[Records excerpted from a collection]
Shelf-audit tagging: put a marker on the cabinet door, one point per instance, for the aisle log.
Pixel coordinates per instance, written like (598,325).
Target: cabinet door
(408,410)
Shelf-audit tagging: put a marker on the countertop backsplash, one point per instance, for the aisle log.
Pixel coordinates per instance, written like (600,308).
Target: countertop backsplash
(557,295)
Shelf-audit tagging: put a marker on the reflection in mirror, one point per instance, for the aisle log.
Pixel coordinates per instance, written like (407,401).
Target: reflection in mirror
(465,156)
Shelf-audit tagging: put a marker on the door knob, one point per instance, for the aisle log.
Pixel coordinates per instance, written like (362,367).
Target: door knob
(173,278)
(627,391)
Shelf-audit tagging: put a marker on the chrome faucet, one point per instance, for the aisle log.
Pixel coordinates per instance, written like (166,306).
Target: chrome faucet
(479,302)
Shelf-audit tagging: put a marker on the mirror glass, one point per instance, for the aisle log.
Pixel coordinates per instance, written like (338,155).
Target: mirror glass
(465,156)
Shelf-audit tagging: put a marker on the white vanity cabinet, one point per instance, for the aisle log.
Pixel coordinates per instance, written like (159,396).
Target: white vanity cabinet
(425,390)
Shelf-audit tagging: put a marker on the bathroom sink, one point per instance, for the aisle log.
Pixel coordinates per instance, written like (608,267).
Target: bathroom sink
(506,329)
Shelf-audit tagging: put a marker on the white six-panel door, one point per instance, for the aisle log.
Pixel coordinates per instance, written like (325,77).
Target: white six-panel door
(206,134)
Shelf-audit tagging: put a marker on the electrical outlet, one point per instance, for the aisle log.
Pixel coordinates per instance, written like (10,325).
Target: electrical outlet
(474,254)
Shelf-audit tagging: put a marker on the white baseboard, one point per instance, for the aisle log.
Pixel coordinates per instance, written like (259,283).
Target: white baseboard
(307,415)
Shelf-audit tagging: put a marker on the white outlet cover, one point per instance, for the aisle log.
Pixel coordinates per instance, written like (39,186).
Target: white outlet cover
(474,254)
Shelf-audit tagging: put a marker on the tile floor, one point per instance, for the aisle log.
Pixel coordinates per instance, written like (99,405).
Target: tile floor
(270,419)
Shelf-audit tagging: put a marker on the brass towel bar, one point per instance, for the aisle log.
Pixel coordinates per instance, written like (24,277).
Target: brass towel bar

• _Written request_
Transcribe all of the material above line for line, with no changes to wording, spacing, or punctuation.

• _Exercise response_
Shelf-audit tagging: put a marker on the cabinet door, one point per instance, for the aisle log.
Pixel coordinates per instance, written like (598,325).
Target: cabinet door
(408,410)
Shelf-audit tagging: put a marker on the countertop backsplash, one point per instance, for the aisle log.
Pixel coordinates per instance, written like (600,308).
Target: countertop backsplash
(557,295)
Shelf-audit tagging: put a marker on the reflection in mirror, one point per instance, for the aisle log.
Pixel coordinates per instance, written like (407,401).
Target: reflection in mirror
(465,156)
Shelf-audit tagging: put a marker on the door knob, one point per instance, for the aisle log.
Pixel coordinates per instance, written like (362,367).
Target: door knob
(173,278)
(627,391)
Shelf-audit tagging: put a marker on the chrome faucet, one point per instance, for the aisle log.
Pixel coordinates per instance, written like (166,306).
Target: chrome faucet
(479,302)
Shelf-audit tagging: put a marker on the mirror glass, one point per instance, for the aisle log.
Pixel coordinates per instance, written like (338,155).
Target: mirror glass
(465,156)
Shelf-audit tagging: put a marker on the white vanity cabinet, one point per instance, for the aisle log.
Pixel coordinates per instance, written like (159,396).
Target: white vanity cabinet
(425,390)
Shelf-audit tagging: put a marker on the bathroom sink, one point per instance, for the aisle log.
Pixel coordinates per instance, written like (608,267).
Target: bathroom sink
(506,329)
Shelf-audit tagging: put a marker on the white six-panel door, one point per instance, for the aisle log.
Pixel coordinates per instance, written like (325,77).
Target: white six-panel door
(206,134)
Shelf-audit tagging: put a marker on the electrical outlet, one point per instance, for the aisle log.
Pixel coordinates per instance, written like (10,325).
Target: electrical outlet
(474,254)
Shelf-audit tagging: put a marker on the white baseboard, one point per instance, for the aisle log.
Pixel coordinates per instance, written like (259,283).
Target: white baseboard
(307,415)
Shelf-audit tagging: put a marker on the white outlet cover, one point per instance, for the aisle log.
Pixel coordinates per instance, written like (39,186).
Target: white outlet cover
(474,254)
Shelf-audit tagging: put a marker on the tile floor, one point per instance, for the aisle log.
Pixel coordinates per instance, written like (99,405).
Target: tile floor
(270,419)
Shelf-audit tagging: put a marker on the brass towel bar, one point per instance, for the aisle log.
Pixel coordinates per instance, written like (24,277).
Target: brass towel bar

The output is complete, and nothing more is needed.